-- Instructions for the task --
According to the passage on Investigator Walton's testimony, why is it misleading and incomplete for the State to call that testimony merely cumulative? Answer in one to three sentences.

The State asserts that Investigator Walton’s opinion testimony is merely cumulative to that of the medical examiner, such that no harm occurred in the admission of the challenged testimony. Although Dr. Siebert opined that some of the evidence is consistent with Appellant’s being the aggressor who teased or prodded the victim, the medical examiner testified further that other evidence is consistent with Appellant’s protecting herself from the lunging victim. Therefore, the evidence was inconclusive and disputed as to whether Appellant had acted with justifiable force in self-defense. Thus, it is misleading and incomplete for the State to conclude that Investigator Walton’s objectionable testimony is merely cumulative.

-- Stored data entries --
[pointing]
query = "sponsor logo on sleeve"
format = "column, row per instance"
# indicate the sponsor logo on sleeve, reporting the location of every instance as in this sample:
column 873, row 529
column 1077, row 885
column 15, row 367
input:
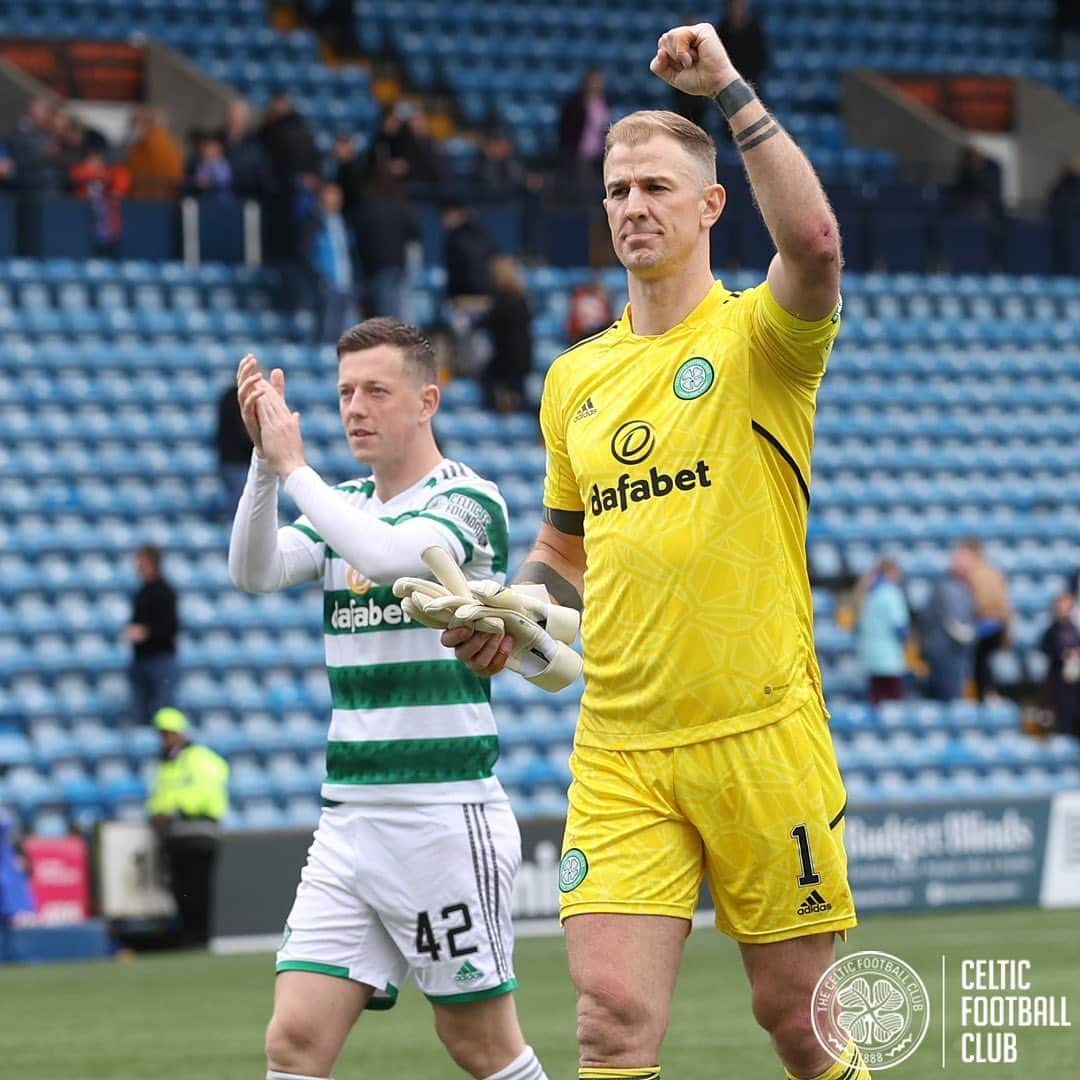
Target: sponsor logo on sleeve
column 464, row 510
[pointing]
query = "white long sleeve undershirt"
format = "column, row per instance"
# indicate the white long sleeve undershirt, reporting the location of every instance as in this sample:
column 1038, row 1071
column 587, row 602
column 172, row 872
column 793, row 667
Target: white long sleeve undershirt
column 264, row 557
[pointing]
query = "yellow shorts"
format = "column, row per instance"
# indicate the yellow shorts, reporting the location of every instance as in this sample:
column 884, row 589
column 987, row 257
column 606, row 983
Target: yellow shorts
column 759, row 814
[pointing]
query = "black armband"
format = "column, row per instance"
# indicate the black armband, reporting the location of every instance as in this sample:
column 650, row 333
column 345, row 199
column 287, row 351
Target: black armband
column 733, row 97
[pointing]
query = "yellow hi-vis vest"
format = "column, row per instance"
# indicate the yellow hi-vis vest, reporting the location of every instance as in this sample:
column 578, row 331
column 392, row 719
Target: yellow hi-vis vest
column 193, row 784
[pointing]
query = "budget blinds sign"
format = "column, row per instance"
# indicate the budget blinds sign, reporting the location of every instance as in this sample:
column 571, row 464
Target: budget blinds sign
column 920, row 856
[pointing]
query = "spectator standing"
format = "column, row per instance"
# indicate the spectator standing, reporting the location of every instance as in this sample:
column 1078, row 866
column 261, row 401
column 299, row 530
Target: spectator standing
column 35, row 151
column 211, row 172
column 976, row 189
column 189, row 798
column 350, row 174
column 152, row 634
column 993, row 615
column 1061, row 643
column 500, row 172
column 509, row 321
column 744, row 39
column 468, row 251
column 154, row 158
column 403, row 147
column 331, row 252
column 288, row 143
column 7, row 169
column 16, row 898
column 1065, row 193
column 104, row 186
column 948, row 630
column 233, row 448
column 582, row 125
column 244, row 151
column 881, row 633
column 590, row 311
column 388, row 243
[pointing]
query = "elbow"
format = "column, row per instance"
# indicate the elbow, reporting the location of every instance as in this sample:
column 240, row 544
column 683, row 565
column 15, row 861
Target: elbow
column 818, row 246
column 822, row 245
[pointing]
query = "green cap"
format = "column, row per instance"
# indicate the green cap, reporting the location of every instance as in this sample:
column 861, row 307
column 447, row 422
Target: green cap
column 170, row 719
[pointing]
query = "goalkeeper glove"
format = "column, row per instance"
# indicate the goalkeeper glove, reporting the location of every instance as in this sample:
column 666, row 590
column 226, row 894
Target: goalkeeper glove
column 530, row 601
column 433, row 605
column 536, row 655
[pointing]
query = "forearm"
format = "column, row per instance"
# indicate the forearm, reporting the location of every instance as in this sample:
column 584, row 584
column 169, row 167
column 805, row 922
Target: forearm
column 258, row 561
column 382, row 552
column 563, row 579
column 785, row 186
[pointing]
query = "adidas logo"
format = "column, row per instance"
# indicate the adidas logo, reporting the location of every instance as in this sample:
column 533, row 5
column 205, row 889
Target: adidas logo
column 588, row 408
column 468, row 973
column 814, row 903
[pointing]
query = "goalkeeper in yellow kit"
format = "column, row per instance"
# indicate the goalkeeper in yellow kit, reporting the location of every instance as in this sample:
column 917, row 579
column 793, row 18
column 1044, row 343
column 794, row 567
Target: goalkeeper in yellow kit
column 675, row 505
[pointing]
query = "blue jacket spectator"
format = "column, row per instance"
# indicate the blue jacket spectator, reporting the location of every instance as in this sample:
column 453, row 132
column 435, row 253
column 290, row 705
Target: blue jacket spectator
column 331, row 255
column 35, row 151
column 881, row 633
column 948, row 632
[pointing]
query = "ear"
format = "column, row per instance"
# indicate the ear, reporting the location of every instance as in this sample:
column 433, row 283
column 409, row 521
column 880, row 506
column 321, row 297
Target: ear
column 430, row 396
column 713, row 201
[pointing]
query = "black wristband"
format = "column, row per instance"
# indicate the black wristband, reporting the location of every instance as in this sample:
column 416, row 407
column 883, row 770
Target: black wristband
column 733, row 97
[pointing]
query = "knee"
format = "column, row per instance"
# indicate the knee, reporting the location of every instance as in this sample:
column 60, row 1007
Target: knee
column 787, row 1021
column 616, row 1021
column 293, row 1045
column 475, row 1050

==

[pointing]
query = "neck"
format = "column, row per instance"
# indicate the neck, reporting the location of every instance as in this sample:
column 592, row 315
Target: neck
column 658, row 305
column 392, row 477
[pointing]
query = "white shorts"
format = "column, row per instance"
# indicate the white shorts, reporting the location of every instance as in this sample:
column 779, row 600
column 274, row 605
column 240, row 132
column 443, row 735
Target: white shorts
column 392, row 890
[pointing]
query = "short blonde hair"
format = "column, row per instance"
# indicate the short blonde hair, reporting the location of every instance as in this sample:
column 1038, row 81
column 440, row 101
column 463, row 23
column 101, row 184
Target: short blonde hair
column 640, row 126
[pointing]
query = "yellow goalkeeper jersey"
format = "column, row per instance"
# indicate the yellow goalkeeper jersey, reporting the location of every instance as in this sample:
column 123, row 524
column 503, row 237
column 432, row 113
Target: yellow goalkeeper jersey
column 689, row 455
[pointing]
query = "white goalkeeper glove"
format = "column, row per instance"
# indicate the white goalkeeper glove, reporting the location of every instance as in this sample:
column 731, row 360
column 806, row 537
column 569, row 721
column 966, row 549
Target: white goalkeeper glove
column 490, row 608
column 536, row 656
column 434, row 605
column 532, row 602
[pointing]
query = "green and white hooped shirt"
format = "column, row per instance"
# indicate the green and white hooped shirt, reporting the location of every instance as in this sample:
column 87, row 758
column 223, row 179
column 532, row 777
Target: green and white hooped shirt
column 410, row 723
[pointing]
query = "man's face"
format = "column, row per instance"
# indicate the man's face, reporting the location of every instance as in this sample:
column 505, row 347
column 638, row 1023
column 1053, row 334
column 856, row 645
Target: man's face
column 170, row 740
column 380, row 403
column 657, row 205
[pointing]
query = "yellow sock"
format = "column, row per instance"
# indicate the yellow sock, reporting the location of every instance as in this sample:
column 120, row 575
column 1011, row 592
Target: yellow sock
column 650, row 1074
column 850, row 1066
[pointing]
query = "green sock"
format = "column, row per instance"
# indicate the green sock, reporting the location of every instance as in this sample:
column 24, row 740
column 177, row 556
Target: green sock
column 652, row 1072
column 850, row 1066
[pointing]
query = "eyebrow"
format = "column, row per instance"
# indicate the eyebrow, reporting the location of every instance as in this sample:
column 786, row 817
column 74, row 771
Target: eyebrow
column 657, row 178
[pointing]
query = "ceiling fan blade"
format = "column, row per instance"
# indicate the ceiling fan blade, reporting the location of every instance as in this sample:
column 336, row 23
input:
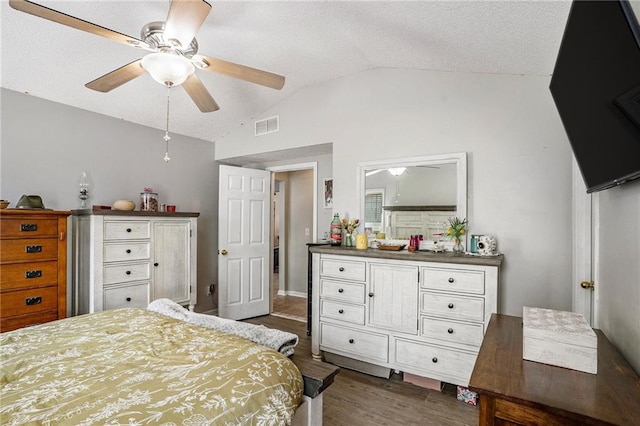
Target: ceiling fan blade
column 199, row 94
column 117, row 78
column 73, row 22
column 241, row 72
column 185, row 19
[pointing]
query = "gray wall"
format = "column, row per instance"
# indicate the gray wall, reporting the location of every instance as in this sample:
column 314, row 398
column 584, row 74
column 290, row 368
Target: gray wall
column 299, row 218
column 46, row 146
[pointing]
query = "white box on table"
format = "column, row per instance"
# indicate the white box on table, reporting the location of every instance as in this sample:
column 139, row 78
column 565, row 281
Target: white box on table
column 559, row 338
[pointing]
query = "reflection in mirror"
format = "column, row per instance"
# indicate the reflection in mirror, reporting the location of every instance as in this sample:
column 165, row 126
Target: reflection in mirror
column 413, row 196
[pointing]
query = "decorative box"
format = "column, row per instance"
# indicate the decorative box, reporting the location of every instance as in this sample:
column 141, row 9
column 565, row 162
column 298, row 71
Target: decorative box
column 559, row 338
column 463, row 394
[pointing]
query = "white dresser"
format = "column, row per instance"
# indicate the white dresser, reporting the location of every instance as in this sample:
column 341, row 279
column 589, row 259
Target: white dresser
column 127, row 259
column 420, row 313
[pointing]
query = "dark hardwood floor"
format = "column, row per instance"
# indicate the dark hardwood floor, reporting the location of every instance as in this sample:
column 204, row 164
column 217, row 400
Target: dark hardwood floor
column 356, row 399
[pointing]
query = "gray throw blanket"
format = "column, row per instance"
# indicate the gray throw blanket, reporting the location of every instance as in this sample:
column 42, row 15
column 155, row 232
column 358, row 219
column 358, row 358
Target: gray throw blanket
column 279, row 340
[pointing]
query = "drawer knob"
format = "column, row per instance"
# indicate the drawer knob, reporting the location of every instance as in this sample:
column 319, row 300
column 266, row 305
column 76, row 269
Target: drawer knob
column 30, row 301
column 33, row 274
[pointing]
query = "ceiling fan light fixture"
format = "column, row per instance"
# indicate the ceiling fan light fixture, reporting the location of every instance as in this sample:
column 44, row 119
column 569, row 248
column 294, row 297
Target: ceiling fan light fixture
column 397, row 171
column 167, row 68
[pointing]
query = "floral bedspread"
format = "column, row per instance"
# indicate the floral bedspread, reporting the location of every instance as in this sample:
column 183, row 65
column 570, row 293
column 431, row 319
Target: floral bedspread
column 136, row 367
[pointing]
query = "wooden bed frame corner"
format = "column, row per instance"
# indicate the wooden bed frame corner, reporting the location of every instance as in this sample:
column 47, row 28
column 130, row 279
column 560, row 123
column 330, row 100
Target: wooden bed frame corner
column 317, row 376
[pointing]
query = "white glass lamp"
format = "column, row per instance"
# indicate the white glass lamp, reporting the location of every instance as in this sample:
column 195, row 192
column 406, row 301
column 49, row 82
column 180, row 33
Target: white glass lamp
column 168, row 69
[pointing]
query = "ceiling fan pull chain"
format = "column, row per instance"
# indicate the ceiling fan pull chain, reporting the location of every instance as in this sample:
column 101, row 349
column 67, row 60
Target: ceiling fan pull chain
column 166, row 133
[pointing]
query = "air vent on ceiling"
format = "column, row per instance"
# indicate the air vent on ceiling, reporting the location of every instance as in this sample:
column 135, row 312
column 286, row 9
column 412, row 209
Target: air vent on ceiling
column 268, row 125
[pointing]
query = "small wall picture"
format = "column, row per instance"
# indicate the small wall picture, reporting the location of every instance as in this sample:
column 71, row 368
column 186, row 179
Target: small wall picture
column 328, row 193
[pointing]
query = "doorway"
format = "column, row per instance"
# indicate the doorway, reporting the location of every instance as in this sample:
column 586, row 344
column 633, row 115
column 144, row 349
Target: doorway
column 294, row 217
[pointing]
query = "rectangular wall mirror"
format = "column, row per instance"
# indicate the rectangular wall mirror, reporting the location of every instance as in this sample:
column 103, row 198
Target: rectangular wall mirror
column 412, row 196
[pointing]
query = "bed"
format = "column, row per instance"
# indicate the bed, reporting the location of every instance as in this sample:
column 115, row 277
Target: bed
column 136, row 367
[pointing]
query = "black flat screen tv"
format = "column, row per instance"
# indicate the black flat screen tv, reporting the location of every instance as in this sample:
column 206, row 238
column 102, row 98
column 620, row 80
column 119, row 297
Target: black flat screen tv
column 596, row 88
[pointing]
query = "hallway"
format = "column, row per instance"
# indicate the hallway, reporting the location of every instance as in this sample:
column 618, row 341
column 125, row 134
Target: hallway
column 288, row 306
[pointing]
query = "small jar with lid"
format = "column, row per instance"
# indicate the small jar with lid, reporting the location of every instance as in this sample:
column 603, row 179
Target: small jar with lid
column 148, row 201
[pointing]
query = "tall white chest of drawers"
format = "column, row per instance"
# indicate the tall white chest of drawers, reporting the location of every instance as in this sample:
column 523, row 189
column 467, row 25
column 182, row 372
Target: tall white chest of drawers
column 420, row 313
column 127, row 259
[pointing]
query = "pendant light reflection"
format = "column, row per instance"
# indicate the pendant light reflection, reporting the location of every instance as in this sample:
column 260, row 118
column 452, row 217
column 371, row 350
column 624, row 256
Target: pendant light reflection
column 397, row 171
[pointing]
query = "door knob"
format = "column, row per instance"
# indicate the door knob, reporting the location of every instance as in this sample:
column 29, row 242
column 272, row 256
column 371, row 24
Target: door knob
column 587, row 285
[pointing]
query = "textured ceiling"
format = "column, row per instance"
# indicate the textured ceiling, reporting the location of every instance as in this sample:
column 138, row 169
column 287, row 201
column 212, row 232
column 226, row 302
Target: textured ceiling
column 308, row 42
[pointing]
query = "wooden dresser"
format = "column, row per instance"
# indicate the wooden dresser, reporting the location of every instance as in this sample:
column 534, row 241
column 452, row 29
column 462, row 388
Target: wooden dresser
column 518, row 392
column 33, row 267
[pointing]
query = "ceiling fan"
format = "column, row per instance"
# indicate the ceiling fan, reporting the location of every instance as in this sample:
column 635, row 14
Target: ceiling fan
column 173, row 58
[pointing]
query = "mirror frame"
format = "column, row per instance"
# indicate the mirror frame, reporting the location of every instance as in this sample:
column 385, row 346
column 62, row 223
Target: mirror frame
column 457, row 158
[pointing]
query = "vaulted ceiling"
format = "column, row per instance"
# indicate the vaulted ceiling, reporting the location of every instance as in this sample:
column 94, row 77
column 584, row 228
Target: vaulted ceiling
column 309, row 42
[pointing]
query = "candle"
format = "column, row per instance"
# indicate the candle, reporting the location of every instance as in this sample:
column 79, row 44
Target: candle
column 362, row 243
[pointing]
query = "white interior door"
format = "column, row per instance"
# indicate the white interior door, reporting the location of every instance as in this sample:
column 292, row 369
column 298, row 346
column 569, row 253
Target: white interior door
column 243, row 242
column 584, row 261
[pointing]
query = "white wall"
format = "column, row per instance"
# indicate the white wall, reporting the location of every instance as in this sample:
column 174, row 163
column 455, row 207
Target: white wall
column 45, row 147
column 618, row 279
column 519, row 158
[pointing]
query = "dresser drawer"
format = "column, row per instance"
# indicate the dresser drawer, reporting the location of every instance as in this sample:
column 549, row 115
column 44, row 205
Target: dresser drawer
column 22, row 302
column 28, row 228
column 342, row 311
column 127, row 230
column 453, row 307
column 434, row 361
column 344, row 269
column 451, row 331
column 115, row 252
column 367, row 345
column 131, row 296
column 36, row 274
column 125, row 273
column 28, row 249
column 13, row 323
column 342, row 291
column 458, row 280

-- The answer --
The medical examiner, Dr. Siebert, testified that some evidence was consistent with Appellant being the aggressor who teased or prodded the victim, but also that other evidence was consistent with Appellant protecting herself from the lunging victim. The evidence on whether Appellant acted with justifiable force in self-defense was therefore inconclusive and disputed.